介護業界は、高齢化が進む日本社会を支える重要な役割を担っています。しかし、その現場では、利用者やその家族からのカスタマーハラスメント、そして職場内でのパワーハラスメントといった様々な課題が、職員のストレスや離職の一因となっています。このような状況の中、労働安全衛生法の改正により、小規模事業場においてもストレスチェックの実施が義務化されることになり、介護業界のメンタルヘルス対策は新たな局面を迎えています。
労働安全衛生法改正の動き:50人未満の事業場も義務化へ
これまで、労働者数50人未満の事業場では努力義務とされていたストレスチェックの実施が、労働安全衛生法の改正によって義務化される見込みです。この改正法案は2025年5月8日に衆議院で可決・成立しており、公布から3年以内に政令で施行日が定められる予定で、遅くとも2028年5月までには義務化されるとされています。
この義務化の背景には、これまでストレスチェックの実施率が低かった小規模事業場においてもメンタルヘルスケアを推進し、より多くの労働者の心の健康を守るという目的があります。ただし、小規模事業場の負担に配慮し、実施方法や労働基準監督署への報告義務などについては柔軟な対応が検討されており、例えば外部委託の推奨や、報告義務の免除などが議論されています。

• [データ内容]:
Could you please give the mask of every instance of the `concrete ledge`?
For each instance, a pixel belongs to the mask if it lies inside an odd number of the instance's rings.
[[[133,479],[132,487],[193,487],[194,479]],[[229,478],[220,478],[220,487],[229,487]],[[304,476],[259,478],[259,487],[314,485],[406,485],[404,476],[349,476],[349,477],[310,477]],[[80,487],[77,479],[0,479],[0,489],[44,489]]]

• [指示 1]:
介護業界のストレスチェックに関する文章によると、労働安全衛生法の改正法案が衆議院で可決・成立したのはいつですか。
• [指示 2]:
介護業界のストレスチェックに関する文章を、最後の文の後から引き継いで書き進めてください。

• [回答 1]:
2025年5月8日です。

• [回答 2]:
介護業界特有のストレス要因:カスタマーハラスメントとパワーハラスメント
介護業界におけるストレスの大きな要因として、利用者やその家族からのカスタマーハラスメント(カスハラ)が挙げられます。暴言、不当な要求(例:24時間付きっきりの介護、無料での特別なサービス)、時には身体的な威嚇など、多岐にわたるカスハラが介護職員に多大な精神的負担を与え、士気の低下や離職につながっています。カスハラの背景には、家族の介護疲れ、サービスへの過度な期待、コミュニケーションギャップなどがあるとされています。2024年度の介護報酬改定では、「高齢者虐待防止措置未実施減算」が設けられるなど、カスハラ対策の重要性が増しています。
また、職場内の人間関係、特に上司や同僚からのパワーハラスメントも深刻な問題です。威圧的な態度、過剰な要求、人格を否定するような言動などが、介護職員のストレスを増大させ、集中力の低下やモチベーションの喪失、ひいてはサービスの質の低下を招いています。人手不足による業務負担の増加や、感情労働の性質もハラスメントを誘発する一因とされています。残念ながら、ハラスメントを受けても約半数の職員が報告せず、報告しても適切な措置が取られないケースも少なくないのが現状です。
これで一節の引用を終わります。